- [Task description]:
Rewrite the lines below so that "Target" becomes "Object" wherever it occurs, with everything else left as it is. Leave the pictures out of the rewritten version.

- [Information given]:
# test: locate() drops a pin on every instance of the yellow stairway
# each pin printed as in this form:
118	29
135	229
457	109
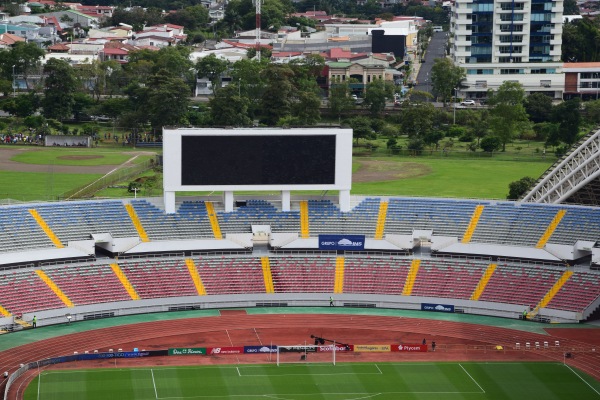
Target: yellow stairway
4	312
38	218
472	224
23	323
195	277
550	229
381	220
304	228
338	286
214	222
125	282
411	277
137	223
267	276
552	292
63	297
487	275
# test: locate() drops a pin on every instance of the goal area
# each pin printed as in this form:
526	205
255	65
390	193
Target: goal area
299	354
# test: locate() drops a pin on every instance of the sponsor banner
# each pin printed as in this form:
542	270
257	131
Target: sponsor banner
260	349
409	347
225	350
437	307
338	347
298	349
341	242
187	351
372	348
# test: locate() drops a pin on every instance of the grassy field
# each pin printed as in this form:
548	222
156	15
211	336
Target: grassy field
383	381
394	175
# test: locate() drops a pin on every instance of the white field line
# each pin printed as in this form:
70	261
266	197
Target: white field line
473	379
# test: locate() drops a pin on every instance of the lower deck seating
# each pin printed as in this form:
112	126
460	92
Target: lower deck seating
230	275
578	292
88	283
522	285
303	274
157	278
22	291
375	275
448	279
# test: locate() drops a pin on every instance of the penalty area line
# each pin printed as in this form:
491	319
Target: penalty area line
473	379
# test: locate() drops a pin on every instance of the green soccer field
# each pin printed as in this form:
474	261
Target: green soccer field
381	381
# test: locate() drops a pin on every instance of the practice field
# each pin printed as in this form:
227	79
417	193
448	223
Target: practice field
381	381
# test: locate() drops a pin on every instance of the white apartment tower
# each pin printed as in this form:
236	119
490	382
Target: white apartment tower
508	40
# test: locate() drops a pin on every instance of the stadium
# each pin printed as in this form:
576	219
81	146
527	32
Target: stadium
105	298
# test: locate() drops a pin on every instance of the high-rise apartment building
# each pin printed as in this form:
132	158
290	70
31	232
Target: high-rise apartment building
508	40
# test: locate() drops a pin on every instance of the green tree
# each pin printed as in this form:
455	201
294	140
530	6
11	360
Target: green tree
377	92
568	115
167	100
519	188
340	102
539	107
212	68
490	144
276	101
228	108
508	116
445	77
361	127
191	18
60	86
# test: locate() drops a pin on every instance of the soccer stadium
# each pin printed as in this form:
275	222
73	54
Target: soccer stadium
313	293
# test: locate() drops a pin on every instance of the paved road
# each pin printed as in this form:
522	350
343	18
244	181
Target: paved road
436	49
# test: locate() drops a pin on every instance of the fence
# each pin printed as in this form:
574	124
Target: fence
116	176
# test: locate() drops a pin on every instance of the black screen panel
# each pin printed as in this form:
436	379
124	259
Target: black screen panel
258	160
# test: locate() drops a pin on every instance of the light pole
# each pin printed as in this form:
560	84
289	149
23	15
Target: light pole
14	83
454	101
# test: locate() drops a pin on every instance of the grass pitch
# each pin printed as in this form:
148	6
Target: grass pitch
381	381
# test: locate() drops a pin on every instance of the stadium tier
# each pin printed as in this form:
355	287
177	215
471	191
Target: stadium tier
88	257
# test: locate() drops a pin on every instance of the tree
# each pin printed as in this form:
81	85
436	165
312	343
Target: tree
445	77
276	101
508	116
568	115
340	101
377	93
228	108
361	127
490	144
518	188
167	101
59	89
212	68
191	18
539	107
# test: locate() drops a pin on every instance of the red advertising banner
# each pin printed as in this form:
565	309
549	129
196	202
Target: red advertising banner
224	350
338	347
409	347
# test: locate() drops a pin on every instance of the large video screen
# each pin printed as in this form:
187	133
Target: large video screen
258	160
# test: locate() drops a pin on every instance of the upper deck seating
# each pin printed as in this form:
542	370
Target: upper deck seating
190	222
79	220
443	217
19	231
88	283
258	212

- [Task answer]:
# test: locate() drops a pin on every instance of the yellow stairway
# each pin printed as in this form:
118	29
135	229
457	109
Object: yellow stairway
4	312
38	218
472	224
23	323
195	277
550	229
381	220
304	228
338	286
214	222
125	282
411	277
137	223
267	276
552	292
63	297
487	275
# test: locate() drops a pin on every instance of the goal area
# each pin printed as in this form:
526	205
255	65
390	193
Object: goal area
299	354
# test: locate() drops a pin on every instance of the sponsor banner
# each pin printed as in this form:
542	270
257	131
Object: sponsor banner
260	349
409	347
225	350
437	307
338	347
298	349
341	242
187	351
372	348
# test: locate() drops a pin on every instance of the grassy field
# each pin printed as in this form:
548	222
156	15
211	336
Object: grassy field
383	381
394	175
# test: locate() drops a pin on every instance of the white field line
# each pin printed as in this form:
70	261
266	197
Object: white field line
473	379
# test: locate() drops a pin on every instance of the lower deck seating
# each pin printed as in this form:
112	126
460	92
Object: lower deck seating
230	275
578	292
88	283
522	285
303	274
157	278
22	291
375	275
448	279
# test: locate() drops a pin on every instance of the penalty area line
# each pin printed as in this form:
491	319
Object: penalty area line
473	379
# test: locate() drops a pin on every instance of the green soccer field
# each pin printed as in this form:
474	261
Object: green soccer field
381	381
# test: locate() drops a pin on every instance of the practice field
# each pin printed as in this form:
227	79
417	193
448	223
Object: practice field
381	381
# test: locate() drops a pin on every instance of the white apartment tower
# each pin printed as in this form:
236	119
490	382
Object: white apartment tower
508	40
# test: locate() drops a pin on every instance of the stadium
# each pin printed as in this form:
576	219
81	146
527	32
Object: stadium
105	298
# test: locate() drops a pin on every instance of the high-rise apartment building
# each pin printed as in this form:
132	158
290	70
31	232
Object: high-rise apartment building
508	40
# test: locate() drops a pin on every instance of the green tree
# each pin printed as in this form:
455	201
294	140
530	6
11	360
Object: green tree
377	92
568	115
167	100
519	188
340	102
539	107
212	68
490	144
276	101
228	108
508	116
445	77
361	127
191	18
60	86
# test: locate() drops a pin on every instance of the soccer stadium
# each pin printed as in this form:
275	222
73	54
Object: soccer stadium
313	293
# test: locate() drops a pin on every instance of the paved road
# each pin printed as in this form:
522	350
343	18
244	181
Object: paved road
436	49
# test: locate() drops a pin on every instance of the fence
# each pin printed as in this form:
574	124
Object: fence
116	176
# test: locate() drops a pin on every instance of the black screen panel
# each pin printed as in this form:
436	379
124	259
Object: black screen panel
258	160
# test: locate() drops a pin on every instance of the light pole
# each pin printed as in this form:
560	84
289	149
23	15
Object: light pole
14	83
454	101
# test: locate() drops a pin on every instance of the grass pitch
# each pin printed as in this form:
148	6
Object: grass pitch
381	381
# test: locate() drops a pin on every instance of the stadium tier
# each pin printed as in this form:
355	287
177	215
471	191
Object: stadium tier
88	257
# test: locate() drops a pin on every instance of the tree
# each pin printed as in this form:
81	85
436	165
312	343
Object: tree
445	77
276	101
508	116
568	115
340	101
377	93
228	108
361	127
490	144
518	188
167	101
59	89
212	68
191	18
539	107
# test: locate() drops a pin on every instance of the red advertising banner
# each pin printed as in this form:
565	309
549	129
196	202
Object: red advertising banner
224	350
338	347
409	347
# test: locate() drops a pin on every instance of the large video screen
# each pin printed as in this form:
187	133
Object: large video screen
258	160
# test: locate() drops a pin on every instance of the upper deck seating
# each pin printed as in this form:
542	370
Object: upper deck seating
190	222
79	220
443	217
19	231
88	283
258	212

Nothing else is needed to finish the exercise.